— Begin —

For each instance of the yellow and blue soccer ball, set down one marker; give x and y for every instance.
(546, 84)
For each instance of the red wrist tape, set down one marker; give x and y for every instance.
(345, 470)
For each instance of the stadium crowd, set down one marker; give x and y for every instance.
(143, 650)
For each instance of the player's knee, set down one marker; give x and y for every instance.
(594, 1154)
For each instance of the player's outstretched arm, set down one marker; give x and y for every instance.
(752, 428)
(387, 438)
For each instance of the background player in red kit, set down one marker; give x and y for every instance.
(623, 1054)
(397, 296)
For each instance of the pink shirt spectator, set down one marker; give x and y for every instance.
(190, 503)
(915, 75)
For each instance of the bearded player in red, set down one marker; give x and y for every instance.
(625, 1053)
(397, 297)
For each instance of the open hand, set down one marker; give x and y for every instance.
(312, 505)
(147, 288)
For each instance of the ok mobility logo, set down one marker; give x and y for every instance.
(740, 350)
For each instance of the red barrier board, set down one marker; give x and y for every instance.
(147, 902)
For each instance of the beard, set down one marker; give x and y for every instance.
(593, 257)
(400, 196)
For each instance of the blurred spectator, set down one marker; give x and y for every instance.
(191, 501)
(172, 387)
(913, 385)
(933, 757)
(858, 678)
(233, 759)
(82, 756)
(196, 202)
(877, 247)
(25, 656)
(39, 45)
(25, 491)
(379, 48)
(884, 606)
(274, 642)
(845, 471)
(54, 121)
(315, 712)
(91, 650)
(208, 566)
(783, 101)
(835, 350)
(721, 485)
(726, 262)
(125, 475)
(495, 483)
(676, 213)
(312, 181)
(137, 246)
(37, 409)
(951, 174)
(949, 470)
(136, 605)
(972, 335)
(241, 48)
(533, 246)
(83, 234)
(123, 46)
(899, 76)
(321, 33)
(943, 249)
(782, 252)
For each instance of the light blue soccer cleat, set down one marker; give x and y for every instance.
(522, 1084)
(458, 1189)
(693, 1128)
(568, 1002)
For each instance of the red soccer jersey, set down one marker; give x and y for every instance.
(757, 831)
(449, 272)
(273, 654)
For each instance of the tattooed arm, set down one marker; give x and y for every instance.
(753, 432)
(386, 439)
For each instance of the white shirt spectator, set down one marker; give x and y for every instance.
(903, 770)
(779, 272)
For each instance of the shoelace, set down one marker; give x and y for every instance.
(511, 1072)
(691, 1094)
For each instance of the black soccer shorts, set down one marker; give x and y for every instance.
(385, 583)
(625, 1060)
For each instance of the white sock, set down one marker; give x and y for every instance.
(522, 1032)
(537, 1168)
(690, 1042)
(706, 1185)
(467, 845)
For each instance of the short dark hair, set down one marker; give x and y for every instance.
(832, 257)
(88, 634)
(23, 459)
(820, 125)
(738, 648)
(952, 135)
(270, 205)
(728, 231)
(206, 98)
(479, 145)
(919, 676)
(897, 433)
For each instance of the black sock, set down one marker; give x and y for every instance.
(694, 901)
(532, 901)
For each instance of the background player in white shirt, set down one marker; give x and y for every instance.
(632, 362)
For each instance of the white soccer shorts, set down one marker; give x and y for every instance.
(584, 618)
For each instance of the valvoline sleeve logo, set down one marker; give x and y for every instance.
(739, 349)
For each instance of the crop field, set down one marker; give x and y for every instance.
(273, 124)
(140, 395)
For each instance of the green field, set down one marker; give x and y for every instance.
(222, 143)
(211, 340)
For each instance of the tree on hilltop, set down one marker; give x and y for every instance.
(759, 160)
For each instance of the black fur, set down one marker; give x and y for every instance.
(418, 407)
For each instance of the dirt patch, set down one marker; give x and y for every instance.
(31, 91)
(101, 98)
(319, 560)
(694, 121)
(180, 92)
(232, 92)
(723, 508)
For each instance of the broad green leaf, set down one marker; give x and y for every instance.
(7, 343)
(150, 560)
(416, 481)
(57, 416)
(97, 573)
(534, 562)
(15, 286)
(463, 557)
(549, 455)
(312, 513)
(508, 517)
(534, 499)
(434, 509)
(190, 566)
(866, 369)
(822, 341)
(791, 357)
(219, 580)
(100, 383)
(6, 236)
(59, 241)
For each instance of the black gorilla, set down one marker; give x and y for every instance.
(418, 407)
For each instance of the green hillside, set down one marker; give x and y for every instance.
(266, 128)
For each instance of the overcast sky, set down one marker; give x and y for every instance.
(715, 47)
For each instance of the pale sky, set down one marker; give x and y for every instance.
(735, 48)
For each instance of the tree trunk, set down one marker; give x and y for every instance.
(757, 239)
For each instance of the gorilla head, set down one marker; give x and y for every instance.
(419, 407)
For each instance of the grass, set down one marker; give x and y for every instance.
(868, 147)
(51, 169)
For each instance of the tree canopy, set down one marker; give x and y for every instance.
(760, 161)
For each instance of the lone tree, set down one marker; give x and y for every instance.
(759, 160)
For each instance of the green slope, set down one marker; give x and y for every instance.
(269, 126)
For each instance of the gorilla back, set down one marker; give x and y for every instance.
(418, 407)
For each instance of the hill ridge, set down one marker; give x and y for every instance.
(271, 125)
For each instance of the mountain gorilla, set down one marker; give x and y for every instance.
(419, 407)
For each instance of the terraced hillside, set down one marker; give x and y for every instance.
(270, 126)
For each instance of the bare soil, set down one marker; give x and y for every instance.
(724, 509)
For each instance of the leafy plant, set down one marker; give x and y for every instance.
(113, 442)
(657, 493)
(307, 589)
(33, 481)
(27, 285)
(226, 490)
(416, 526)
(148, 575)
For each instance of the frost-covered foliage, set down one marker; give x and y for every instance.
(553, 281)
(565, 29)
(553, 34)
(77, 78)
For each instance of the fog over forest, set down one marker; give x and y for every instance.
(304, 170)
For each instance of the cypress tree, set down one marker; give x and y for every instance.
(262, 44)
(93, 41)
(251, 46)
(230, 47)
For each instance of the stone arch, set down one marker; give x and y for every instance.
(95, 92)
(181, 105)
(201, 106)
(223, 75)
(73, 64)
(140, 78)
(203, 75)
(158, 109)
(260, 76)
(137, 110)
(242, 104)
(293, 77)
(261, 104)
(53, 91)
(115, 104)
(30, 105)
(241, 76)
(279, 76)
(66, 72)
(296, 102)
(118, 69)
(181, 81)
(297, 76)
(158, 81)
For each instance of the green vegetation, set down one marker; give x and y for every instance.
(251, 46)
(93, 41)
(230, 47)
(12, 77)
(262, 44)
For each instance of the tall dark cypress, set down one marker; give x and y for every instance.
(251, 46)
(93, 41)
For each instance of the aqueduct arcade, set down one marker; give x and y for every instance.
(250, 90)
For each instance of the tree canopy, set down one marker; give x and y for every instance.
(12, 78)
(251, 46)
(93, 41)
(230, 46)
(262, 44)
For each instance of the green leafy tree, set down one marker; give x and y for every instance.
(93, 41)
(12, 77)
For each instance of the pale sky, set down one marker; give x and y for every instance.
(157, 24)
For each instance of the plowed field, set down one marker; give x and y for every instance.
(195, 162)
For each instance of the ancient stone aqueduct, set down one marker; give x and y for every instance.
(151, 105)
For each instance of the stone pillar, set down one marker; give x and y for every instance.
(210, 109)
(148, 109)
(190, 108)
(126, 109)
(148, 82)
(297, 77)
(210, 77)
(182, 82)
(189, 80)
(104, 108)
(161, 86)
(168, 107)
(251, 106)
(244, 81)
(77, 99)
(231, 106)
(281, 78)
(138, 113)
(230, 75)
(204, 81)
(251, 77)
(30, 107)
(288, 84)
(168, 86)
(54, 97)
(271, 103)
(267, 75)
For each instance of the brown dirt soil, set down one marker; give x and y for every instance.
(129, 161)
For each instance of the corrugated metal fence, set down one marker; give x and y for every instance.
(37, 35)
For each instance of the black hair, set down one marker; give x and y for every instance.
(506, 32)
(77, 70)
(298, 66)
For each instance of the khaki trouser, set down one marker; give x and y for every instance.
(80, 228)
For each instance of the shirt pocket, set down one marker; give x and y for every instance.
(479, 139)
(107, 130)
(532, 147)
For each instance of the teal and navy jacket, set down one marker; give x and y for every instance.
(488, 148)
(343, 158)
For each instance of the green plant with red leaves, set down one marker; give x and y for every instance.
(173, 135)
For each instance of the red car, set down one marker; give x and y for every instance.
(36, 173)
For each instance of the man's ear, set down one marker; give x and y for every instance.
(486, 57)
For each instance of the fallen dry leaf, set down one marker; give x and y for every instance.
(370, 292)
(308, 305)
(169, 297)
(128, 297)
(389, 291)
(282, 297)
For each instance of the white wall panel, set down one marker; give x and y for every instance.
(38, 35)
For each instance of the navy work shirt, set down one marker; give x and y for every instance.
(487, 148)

— End —

- **What is needed**:
Arrange the rows above as a JSON list of strings, one string per line, covering the stretch from the first line through the line that contains "(594, 1154)". Leave out any blank lines.

- **The result**:
[
  "For each instance of the yellow and blue soccer ball, set down one marker; give x and y for every instance.",
  "(546, 84)",
  "For each instance of the red wrist tape, set down one marker; give x and y for every instance.",
  "(345, 470)",
  "For each instance of the stadium crowd, set down one marker; give x and y for every instance.",
  "(143, 650)",
  "For each instance of the player's knee, set down one marker; give x and y for every instance.",
  "(594, 1154)"
]